→ **Work task**:
Answer the following questions using the article on forecasts of Spain's 2021 economic growth.
(a) At what rate did Spain's GDP growth finally close in 2021?
(b) Which two forecasts of unemployment at the end of 2021 were the most accurate, and who made each one?
(c) How many points did the deviation of forecasts reach in the previous year?

→ **Extract provided**:

Most accurate forecasts about growth of Spanish economy in 2021 made by OECD and Repsol research department
The OECD forecast of 5% and the Repsol research department forecast of 5.7% were the most accurate as regards the evolution of Spain’s GDP in 2021, which finally closed at 5.2%. Since 2010, Esade Target has examined the differences between the forecasts made by Funcas panel members about economic growth and employment over the last financial year and the last three years. Unemployment at the end of 2021 was 13.3% and the most accurate forecasts were 14.3% and 15.3% by Mapfre Economics and CEPREDE respectively. In general, economic forecasts spanning the 2021 financial year alone were more accurate (the average forecast was a 7% growth rate compared to the actual rate of 5.2%) than unemployment forecasts which envisaged levels of 17.9% last year compared to the actual rate of 13.3%.
According to Omar Rachedi, professor of EdIconomics at Esade and co-author of Esade Target 2021, “The surprising upturn in employment indicates that the widespread use of furlough schemes and subsidies and funding for companies has been crucial for recovering from the coronavirus crisis without leaving Spain’s job market and economy badly scarred. As a result, recovery has been accompanied by unemployment falling far faster than anticipated and, in fact, much faster than in previous recessions.”
Analysis of economic forecasts
Considering just 2021, the OECD with a forecast of 5% and Repsol with a forecast of 5.7% were the panel members whose forecasts were closest to the actual increase in gross domestic product (GDP) of 5.2% according to Spain’s Quarterly Accounts of December 2021. They were followed by the research departments of Bankia, Cemex and Metyis, and the Institute of Economic Studies, which all forecast growth of 6%, i.e. 0.8 percentage points higher than the actual GDP, and the Bank of Spain and the International Monetary Fund, which forecast 4.1% and 6.3% growth, respectively, i.e. a total deviation of 1.1 absolute percentage points.
The deviation between the average forecast (7%) and the actual increase in Spain’s GDP during 2021 (5.2%) was 1.8 points, far less than in the previous year when the deviation of forecasts reached 13.9 points due to the pandemic but not as much as the record deviation in 2012 of 2.5 percentage points. It has, however, been one of the greatest deviations since then.
The results published in the Esade Target of Economics which calculates the average accuracy over the last three years (2019, 2020 and 2021), ranks the Repsol research department, OECD and Metyis as the entities that forecast the evolution of Spain’s economy most accurately, followed by the research department at Bankia, Cemex, Instituto de Estudios Económicos (IEE) and the International Monetary Fund.

(Items from a data source)

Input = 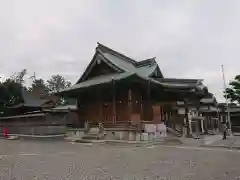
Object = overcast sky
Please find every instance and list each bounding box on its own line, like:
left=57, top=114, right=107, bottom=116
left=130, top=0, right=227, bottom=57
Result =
left=0, top=0, right=240, bottom=101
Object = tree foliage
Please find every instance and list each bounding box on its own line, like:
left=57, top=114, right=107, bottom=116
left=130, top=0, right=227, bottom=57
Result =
left=224, top=75, right=240, bottom=104
left=47, top=74, right=71, bottom=91
left=0, top=69, right=71, bottom=116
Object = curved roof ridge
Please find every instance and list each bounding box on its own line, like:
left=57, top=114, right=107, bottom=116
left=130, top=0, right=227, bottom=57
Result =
left=97, top=42, right=137, bottom=64
left=136, top=57, right=157, bottom=67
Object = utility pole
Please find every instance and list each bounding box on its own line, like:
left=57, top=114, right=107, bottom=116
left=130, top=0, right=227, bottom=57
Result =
left=222, top=65, right=232, bottom=134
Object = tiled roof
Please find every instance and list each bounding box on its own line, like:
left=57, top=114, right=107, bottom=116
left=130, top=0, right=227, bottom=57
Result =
left=57, top=44, right=206, bottom=93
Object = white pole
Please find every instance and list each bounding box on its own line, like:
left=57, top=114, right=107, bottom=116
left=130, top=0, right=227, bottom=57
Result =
left=222, top=65, right=232, bottom=133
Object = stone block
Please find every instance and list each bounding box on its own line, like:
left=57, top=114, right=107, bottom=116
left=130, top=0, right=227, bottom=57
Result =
left=128, top=132, right=136, bottom=141
left=141, top=133, right=148, bottom=141
left=135, top=133, right=141, bottom=141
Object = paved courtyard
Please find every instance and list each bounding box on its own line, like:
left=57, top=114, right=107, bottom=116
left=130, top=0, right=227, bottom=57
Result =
left=0, top=140, right=240, bottom=180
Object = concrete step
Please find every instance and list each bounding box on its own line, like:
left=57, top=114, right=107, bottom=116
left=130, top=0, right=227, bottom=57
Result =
left=82, top=134, right=99, bottom=140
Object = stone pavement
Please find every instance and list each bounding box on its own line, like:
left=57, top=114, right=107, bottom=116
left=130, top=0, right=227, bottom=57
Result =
left=0, top=140, right=240, bottom=180
left=204, top=136, right=240, bottom=149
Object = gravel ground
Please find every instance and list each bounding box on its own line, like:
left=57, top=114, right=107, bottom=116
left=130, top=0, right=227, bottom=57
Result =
left=0, top=140, right=240, bottom=180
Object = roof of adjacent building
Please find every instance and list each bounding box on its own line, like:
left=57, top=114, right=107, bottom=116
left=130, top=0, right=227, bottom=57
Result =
left=55, top=43, right=203, bottom=94
left=8, top=90, right=54, bottom=108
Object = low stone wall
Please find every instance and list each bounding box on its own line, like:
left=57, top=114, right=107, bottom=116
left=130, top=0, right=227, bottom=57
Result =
left=0, top=113, right=66, bottom=135
left=66, top=128, right=166, bottom=141
left=66, top=128, right=85, bottom=138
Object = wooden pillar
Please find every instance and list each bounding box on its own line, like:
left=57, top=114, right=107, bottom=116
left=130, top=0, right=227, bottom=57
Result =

→ **Response area**:
(a) 5.2%
(b) 14.3% by Mapfre Economics and 15.3% by CEPREDE
(c) 13.9 points